**TASK DESCRIPTION:** Print every one of the lines below word for word, but leave the pictures out.

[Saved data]
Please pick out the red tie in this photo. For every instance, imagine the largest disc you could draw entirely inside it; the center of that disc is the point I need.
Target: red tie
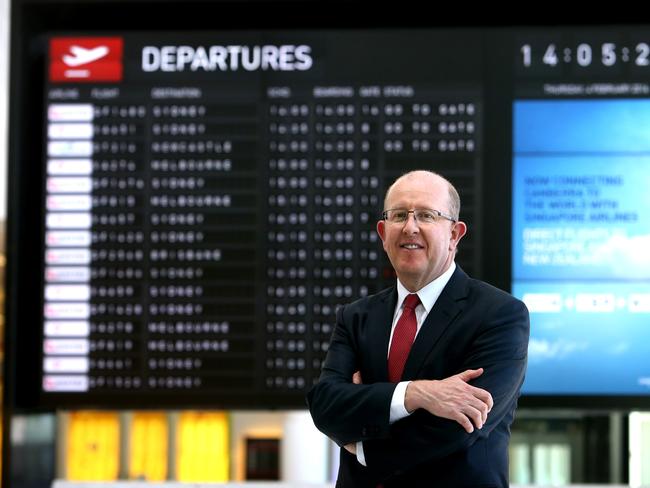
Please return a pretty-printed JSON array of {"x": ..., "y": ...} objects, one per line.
[{"x": 403, "y": 338}]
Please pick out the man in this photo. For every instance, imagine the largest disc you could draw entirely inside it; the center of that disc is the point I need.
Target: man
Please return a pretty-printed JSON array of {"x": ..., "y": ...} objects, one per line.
[{"x": 435, "y": 410}]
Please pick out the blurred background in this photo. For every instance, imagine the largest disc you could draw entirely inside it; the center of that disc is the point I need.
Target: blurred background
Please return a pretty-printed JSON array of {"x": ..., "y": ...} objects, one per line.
[{"x": 189, "y": 189}]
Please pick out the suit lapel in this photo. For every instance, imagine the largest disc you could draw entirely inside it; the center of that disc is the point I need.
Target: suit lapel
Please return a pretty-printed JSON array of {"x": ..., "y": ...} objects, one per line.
[
  {"x": 379, "y": 321},
  {"x": 449, "y": 304}
]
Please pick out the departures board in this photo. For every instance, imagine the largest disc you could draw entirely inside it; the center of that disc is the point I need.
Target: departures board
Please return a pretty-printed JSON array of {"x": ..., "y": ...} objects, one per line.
[
  {"x": 211, "y": 199},
  {"x": 205, "y": 200}
]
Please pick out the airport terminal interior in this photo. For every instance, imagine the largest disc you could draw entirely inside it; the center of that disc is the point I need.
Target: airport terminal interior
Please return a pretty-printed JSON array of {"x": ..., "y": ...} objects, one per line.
[{"x": 185, "y": 205}]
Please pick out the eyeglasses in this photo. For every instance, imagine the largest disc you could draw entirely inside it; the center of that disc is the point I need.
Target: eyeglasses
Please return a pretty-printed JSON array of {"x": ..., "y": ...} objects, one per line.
[{"x": 422, "y": 215}]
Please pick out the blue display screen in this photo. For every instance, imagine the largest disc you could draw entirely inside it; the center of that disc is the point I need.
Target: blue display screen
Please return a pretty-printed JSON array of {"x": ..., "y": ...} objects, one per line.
[{"x": 581, "y": 243}]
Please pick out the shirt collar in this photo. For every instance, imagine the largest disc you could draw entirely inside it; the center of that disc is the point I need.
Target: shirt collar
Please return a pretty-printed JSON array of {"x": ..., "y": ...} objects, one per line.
[{"x": 430, "y": 292}]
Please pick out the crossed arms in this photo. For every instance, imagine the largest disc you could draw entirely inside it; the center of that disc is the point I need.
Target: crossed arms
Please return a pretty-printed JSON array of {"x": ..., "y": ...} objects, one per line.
[{"x": 449, "y": 414}]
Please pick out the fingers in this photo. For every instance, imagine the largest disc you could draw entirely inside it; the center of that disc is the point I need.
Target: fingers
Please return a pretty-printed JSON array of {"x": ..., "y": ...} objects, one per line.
[
  {"x": 464, "y": 422},
  {"x": 470, "y": 374},
  {"x": 484, "y": 396}
]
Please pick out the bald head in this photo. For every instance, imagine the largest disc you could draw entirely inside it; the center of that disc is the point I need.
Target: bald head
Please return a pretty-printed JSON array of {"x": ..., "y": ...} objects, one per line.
[{"x": 436, "y": 181}]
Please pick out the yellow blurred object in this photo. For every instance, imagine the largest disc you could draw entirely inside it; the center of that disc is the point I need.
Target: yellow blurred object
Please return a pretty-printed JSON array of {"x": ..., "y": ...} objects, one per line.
[
  {"x": 148, "y": 446},
  {"x": 93, "y": 450},
  {"x": 202, "y": 447}
]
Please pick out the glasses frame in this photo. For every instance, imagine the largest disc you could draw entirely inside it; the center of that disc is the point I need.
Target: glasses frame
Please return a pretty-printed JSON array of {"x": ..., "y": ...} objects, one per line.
[{"x": 384, "y": 215}]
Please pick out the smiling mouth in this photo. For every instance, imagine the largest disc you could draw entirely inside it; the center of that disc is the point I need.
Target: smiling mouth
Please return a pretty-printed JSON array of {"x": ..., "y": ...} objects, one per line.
[{"x": 411, "y": 246}]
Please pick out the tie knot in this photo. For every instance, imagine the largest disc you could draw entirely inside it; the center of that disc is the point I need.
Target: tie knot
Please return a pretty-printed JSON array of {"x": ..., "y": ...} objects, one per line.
[{"x": 411, "y": 301}]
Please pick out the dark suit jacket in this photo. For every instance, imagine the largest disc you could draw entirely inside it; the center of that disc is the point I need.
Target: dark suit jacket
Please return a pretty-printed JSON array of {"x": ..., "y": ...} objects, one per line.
[{"x": 472, "y": 325}]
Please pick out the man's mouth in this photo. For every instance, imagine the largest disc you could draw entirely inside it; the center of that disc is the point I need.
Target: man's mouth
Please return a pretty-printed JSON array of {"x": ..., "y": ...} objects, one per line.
[{"x": 411, "y": 246}]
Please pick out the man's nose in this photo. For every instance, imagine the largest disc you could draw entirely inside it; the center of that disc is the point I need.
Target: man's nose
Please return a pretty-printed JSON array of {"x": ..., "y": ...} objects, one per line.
[{"x": 411, "y": 224}]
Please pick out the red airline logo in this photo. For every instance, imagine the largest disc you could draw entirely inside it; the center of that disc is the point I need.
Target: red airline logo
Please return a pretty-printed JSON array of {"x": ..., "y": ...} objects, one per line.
[{"x": 86, "y": 59}]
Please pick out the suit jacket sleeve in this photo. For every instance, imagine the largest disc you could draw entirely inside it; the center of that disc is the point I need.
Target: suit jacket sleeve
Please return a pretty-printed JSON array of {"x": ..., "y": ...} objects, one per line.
[
  {"x": 343, "y": 411},
  {"x": 500, "y": 347}
]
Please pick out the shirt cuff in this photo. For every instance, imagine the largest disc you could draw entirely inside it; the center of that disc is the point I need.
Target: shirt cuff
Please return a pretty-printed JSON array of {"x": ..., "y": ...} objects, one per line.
[
  {"x": 361, "y": 457},
  {"x": 397, "y": 409}
]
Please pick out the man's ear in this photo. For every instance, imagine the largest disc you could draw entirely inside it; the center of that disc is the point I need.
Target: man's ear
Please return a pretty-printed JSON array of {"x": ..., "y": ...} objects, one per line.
[
  {"x": 381, "y": 230},
  {"x": 458, "y": 230}
]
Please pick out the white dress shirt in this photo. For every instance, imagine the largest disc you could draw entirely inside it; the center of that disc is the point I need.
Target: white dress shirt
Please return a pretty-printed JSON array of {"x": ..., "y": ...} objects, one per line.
[{"x": 428, "y": 296}]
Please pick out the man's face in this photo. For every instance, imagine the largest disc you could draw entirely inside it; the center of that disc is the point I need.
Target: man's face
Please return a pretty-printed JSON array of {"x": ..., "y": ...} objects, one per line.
[{"x": 420, "y": 252}]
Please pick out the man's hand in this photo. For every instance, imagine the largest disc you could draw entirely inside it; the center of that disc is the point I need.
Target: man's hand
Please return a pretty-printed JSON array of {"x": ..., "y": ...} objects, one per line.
[{"x": 452, "y": 398}]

**EXERCISE OUTPUT:**
Please pick out the red tie in this photo. For every instance, imagine the largest disc you could draw entirely inside it; the center of that disc is the point I need.
Target: red tie
Please return a pretty-printed JSON array of {"x": ..., "y": ...} objects, one per line.
[{"x": 403, "y": 338}]
Please pick out the man in this photo. For every instance, imagine the largest disc you could draw entirely inside it; the center of that disc is the point I need.
Target: man
Please return a pretty-printed JSON array of {"x": ..., "y": ...} objects, one per line.
[{"x": 435, "y": 410}]
Please pick out the blurred background in this photo. For every instance, imagine the largest disc you could draw entirely inside it; the center of that disc is the point I need.
Target: blurred background
Please return a pretty-printed JSON array of {"x": ..., "y": ...} objects, one per line.
[{"x": 189, "y": 189}]
Please pick out the suit lapel in this photo. For every instance, imagine the largest disc you could draw entirely inside it; the center of that disc is the point I need.
Target: suit lapel
Please return a pretty-printed JSON array of {"x": ..., "y": ...} objects, one per line.
[
  {"x": 379, "y": 321},
  {"x": 449, "y": 304}
]
Please pick out the departures board in this photo. For every instance, imagine the largest disc you could draw entirely inside it; the center of that disc is the point I need.
Target: departures board
Please return a pretty-printed JSON array of {"x": ..., "y": ...} objects, one per line.
[
  {"x": 211, "y": 199},
  {"x": 205, "y": 200}
]
Please pick out the airport terminal interior in this photo. For every instance, imagine the largest disc you could draw entirely inside it; the center of that disc is the point I need.
Target: airport terminal interior
Please return a pretty-printed JSON array of {"x": ..., "y": ...} objects, one per line.
[{"x": 185, "y": 205}]
Please pick out the eyeglasses in this photo. For every instance, imagine the largest disc you could draw entirely inside it; the center of that disc is the point I need.
Target: eyeglasses
Please return a pretty-printed JSON array of {"x": ..., "y": ...} objects, one per line.
[{"x": 422, "y": 215}]
Please pick out the blue display screen in this photo. For every instance, imagine the largest disc you could draw entirely inside it; the center of that disc is the point I need.
Target: blue display screen
Please return a pretty-printed JSON array of {"x": ..., "y": ...} objects, one per line.
[{"x": 581, "y": 243}]
Please pick out the shirt collar in this photo. For every instance, imagine the largest disc you could draw entirely inside it; the center of that disc is the point I need.
Target: shirt collar
Please return a pretty-printed JSON array of {"x": ..., "y": ...} objects, one per line.
[{"x": 430, "y": 292}]
Please pick out the crossed arms in this photo. For every instance, imagine the largest disc you could draw entirely inside it; the center of that disc is the point I need.
Target: crossed arms
Please return a pretty-printed JSON array of {"x": ..., "y": ...} objects, one per line.
[{"x": 449, "y": 414}]
Please pick out the fingers in this photo. For every instance, imagine the largest disc you could draw entirely inside it; the center of that disc is the point I need.
Target: fingers
Please return a pretty-printed JSON array of {"x": ..., "y": ...} objects, one per line.
[
  {"x": 464, "y": 422},
  {"x": 470, "y": 374},
  {"x": 484, "y": 396}
]
Please pick out the bald head in this photo. For every instance, imagine the largest disc you could draw entirely inside it; the center of that disc is the point I need.
Target: bald head
Please return a pretty-printed JSON array of {"x": ..., "y": ...} objects, one per line.
[{"x": 436, "y": 181}]
Please pick out the yellow blurred object in this photo. For every instance, imagine the largest disc you could draw entirely inside it; the center of that disc is the point I need.
Target: yellow blurred object
Please return a pretty-printed JSON array of {"x": ..., "y": ...} objects, one per line.
[
  {"x": 148, "y": 446},
  {"x": 93, "y": 450},
  {"x": 202, "y": 447}
]
Please pick out the glasses frame in this photo. For every instance, imagine the largest disc you could draw entirely inside it; the center of that disc is the point I need.
Target: glasses frame
Please return a pretty-printed JSON array of {"x": ..., "y": ...} objects, one per line.
[{"x": 384, "y": 215}]
Please pick out the smiling mouth in this photo. For every instance, imagine the largest disc you could draw entirely inside it; the center of that disc is the point I need.
Target: smiling mouth
Please return a pretty-printed JSON array of {"x": ..., "y": ...} objects, one per line.
[{"x": 411, "y": 246}]
Please pick out the tie knot in this photo. For every instance, imagine the largest disc you could draw entirely inside it; the center of that disc is the point I need.
Target: tie knot
Please return a pretty-printed JSON array of {"x": ..., "y": ...} objects, one per line.
[{"x": 411, "y": 301}]
Please pick out the dark suit jacket in this photo. For every instance, imagine the largest disc you could draw entirely inside it; the center of that disc is the point I need.
Target: dark suit jacket
Please return a pretty-printed JSON array of {"x": ..., "y": ...} objects, one per line.
[{"x": 472, "y": 325}]
Please pick out the man's mouth in this photo. For every instance, imagine the largest disc you could draw entirely inside it; the center of that disc is the point I need.
Target: man's mouth
Please return a pretty-printed JSON array of {"x": ..., "y": ...} objects, one per line.
[{"x": 411, "y": 246}]
Please pick out the man's nose in this photo. For every instance, imagine the largest disc you could draw entirely inside it; the center of that disc is the point I need.
Target: man's nose
Please return a pretty-printed JSON array of {"x": ..., "y": ...} objects, one per line.
[{"x": 411, "y": 224}]
Please pick out the red airline logo in this photo. For every instance, imagine the largest disc you could draw entirely inside it; the center of that disc is the point I need.
Target: red airline logo
Please return a pretty-printed JSON array of {"x": ..., "y": ...} objects, one per line.
[{"x": 86, "y": 59}]
Please pick out the suit jacket sleeve in this photo. For every instance, imagine the largest disc you could draw entirely inside it; the center of that disc is the point I need.
Target: suit jacket sleeve
Please return a pretty-printed JSON array of {"x": ..., "y": ...} objects, one per line.
[
  {"x": 343, "y": 411},
  {"x": 500, "y": 347}
]
Please pick out the shirt cuff in this photo. For every instance, imagine the largest disc you could draw entirely inside it; the center of that disc is the point I need.
Target: shirt cuff
Please return a pretty-printed JSON array of {"x": ..., "y": ...} objects, one per line.
[
  {"x": 361, "y": 457},
  {"x": 397, "y": 409}
]
Please pick out the man's ear in this photo. For every instance, imagine the largest disc you could draw entirely inside it; the center of that disc is the point I need.
Target: man's ear
Please return a pretty-printed JSON array of {"x": ..., "y": ...} objects, one per line.
[
  {"x": 381, "y": 230},
  {"x": 458, "y": 230}
]
Please pick out the white dress shirt in this photo. For every instance, imagine the largest disc you could draw entirely inside it; the center of that disc is the point I need.
Target: white dress shirt
Please return a pretty-printed JSON array of {"x": ..., "y": ...} objects, one per line.
[{"x": 428, "y": 296}]
Please pick out the man's face in this photo. For every instance, imagine the largest disc you could draw entirely inside it; the center of that disc is the point I need.
Target: man's face
Please return a pretty-printed JSON array of {"x": ..., "y": ...} objects, one per line.
[{"x": 420, "y": 252}]
Please pick out the man's hand in this photo. For every instance, imagine the largest disc you could draw entirely inside it; the center of that disc is the point I need.
Target: man's hand
Please return a pretty-printed JSON array of {"x": ..., "y": ...} objects, one per line.
[{"x": 452, "y": 398}]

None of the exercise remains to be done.